§ **EXERCISE REQUIREMENTS**
1. Answer these from the article on Ferrari's first electric car:
(a) On what date and in which city will the Luce's full exterior be revealed?
(b) At what event, and when, were the powertrain details first disclosed?
(c) What preliminary starting price did Bloomberg report?
2. Using the article on Ferrari's first electric car, explain why the reported starting price of the Luce fits Ferrari's approach.

-------- READING TEXT --------

Ferrari Luce Set for Rome World Premiere as Maranello Prices First-Ever Electric Car Above €550,000
Ferrari is weeks away from one of the most consequential moments in its 78-year history. The full exterior reveal of the Luce, the Italian marque’s first fully electric car, is confirmed for May 25, 2026, in Rome, completing a staged three-phase launch that has built anticipation across the automotive world since the powertrain details were first disclosed at Ferrari’s Capital Markets Day in October 2025.
Bloomberg reported last month, citing people familiar with the matter, that Ferrari has settled on a preliminary starting price of approximately €550,000, equivalent to around $647,000. That figure, if confirmed at the Rome event, would establish the Luce as one of the most expensive production electric vehicles ever offered to the public, and it would place it in a bracket that very few rivals can reach. Ferrari has not officially confirmed the pricing, but the ballpark figure is consistent with the brand’s strategy of preserving exclusivity and maintaining the premium over its own combustion models.

-------- SOURCE DATA --------

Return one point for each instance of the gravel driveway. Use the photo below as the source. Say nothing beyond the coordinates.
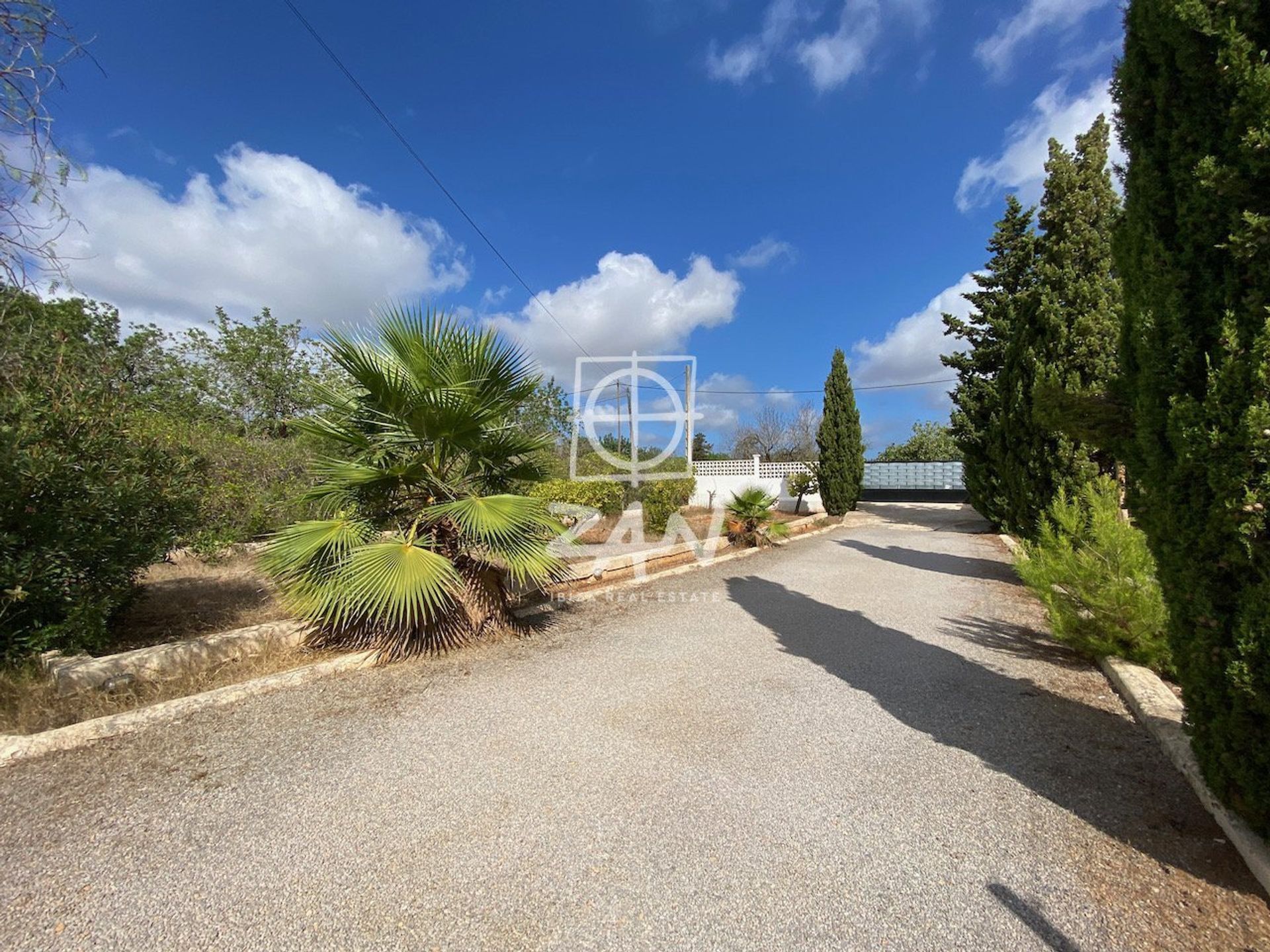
(857, 742)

--------

§ **RESPONSES**
1.
(a) May 25, 2026, in Rome.
(b) At Ferrari's Capital Markets Day in October 2025.
(c) About €550,000, or roughly $647,000.

2. Ferrari has not officially confirmed the price. The article says the figure of about €550,000 is consistent with the brand's strategy of preserving exclusivity and keeping a premium over its own combustion models.